— What the task requires —
Count the lines in the material below that contain the string "left", treating uppercase and lowercase as different. Give only the number.

* Start Input data *

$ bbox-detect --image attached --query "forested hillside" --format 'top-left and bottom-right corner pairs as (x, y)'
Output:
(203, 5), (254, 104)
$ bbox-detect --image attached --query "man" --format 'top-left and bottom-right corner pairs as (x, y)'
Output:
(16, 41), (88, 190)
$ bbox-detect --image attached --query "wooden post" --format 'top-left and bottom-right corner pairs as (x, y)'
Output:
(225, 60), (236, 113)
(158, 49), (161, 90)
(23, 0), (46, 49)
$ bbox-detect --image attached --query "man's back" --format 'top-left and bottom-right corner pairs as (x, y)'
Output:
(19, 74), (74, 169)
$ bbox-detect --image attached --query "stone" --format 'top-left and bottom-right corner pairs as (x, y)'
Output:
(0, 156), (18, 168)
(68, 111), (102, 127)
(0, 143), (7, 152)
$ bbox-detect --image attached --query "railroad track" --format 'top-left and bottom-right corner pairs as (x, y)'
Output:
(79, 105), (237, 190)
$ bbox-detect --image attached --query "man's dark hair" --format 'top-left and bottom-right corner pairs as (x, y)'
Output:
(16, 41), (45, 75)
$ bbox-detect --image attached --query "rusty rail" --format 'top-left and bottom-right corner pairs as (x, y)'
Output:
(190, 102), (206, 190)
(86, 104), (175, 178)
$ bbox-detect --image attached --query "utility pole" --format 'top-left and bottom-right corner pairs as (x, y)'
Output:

* End Input data *
* Start Input data *

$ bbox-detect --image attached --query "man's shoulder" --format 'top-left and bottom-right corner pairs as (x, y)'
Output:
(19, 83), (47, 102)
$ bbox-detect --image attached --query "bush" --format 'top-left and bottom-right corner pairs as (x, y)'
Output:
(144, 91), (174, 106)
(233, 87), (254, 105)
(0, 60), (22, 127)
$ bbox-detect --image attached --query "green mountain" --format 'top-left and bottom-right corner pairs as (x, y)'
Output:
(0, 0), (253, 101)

* End Input data *

— Problem solution —
12